BRIEF: In the passage on rational choice analysis, rewrite the paragraph that opens "The first such approach is" and closes with "the persistence of protectionism" as a short bulleted list that keeps its main facts.

PASSAGE SHOWN:
(begin)

Rational Choice Analysis
The
first such approach is
rational choice
analysis. Crane
and Amawi write that it
“is grounded in
liberalism, constructing
abstract models from the
premise of rational
egoism” and explaining
“why individuals make
choices that lead to
suboptimal economic
outcomes.”
Employing such concepts
as “free-rider” problems
and Prisoners’ Dilemma
games, rational choice
studies have advanced
several explanations for
“the persistence of
protectionism.”
Crane and Amawi appear
to believe that, while
this approach uses the
liberal premise of
methodological
individualism, it
overcomes classical
liberalism’s “economic
focus,”[22]
whereby “[p]ersistence
and economically
inefficient political
intervention in the
market is not explained;
rather, it is dismissed
as ‘irrational.’”[23]
However, List’s writings
suggest an alternative
solution to this
explanatory gap:
Classical liberalism
should restrict itself
to economics; its core
assumptions describe
individuals’ economic
goals. A liberal
political theory –
encompassing IPE –
should retain the
methodology of
individualism, but its
supplementary
assumptions should
detail individuals’
political aims.
And the fundamental
political choice that an
individual must makes –
before he or she can
make any other decisions
in the realm of IPE – is
to decide whether to
favor a philosophy of
individual or of
collective rights.

(end)

DATA PROVIDED:

(begin)

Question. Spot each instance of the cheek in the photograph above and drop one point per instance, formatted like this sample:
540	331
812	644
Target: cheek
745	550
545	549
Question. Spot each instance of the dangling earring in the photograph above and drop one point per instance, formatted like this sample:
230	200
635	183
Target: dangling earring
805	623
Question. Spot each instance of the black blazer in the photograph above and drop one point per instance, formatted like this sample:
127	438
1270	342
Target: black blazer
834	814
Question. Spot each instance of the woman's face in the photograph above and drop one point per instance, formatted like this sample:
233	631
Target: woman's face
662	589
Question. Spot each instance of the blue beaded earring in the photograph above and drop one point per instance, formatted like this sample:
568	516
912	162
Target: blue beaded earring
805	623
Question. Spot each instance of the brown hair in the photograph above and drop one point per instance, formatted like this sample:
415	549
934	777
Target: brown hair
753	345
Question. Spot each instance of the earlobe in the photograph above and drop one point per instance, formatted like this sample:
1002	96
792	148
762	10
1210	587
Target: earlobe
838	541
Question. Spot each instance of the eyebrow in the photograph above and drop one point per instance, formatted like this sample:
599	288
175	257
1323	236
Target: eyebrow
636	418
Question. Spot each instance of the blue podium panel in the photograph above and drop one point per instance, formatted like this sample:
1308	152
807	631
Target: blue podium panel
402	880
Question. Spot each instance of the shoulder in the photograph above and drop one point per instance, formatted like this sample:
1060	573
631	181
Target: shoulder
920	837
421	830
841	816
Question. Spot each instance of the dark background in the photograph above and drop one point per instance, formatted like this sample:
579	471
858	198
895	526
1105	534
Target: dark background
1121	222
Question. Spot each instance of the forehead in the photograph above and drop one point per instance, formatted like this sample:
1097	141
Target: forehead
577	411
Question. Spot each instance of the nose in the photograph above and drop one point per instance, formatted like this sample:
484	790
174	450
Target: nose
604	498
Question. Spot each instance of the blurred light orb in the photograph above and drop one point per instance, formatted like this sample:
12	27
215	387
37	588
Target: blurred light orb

(end)

TASK RESPONSE:
- Rational choice analysis is the first such approach.
- Crane and Amawi say it is grounded in liberalism and builds abstract models from the premise of rational egoism.
- It explains why individuals make choices that lead to suboptimal economic outcomes.
- It draws on concepts such as "free-rider" problems and Prisoners' Dilemma games.
- Its studies have offered several explanations for the persistence of protectionism.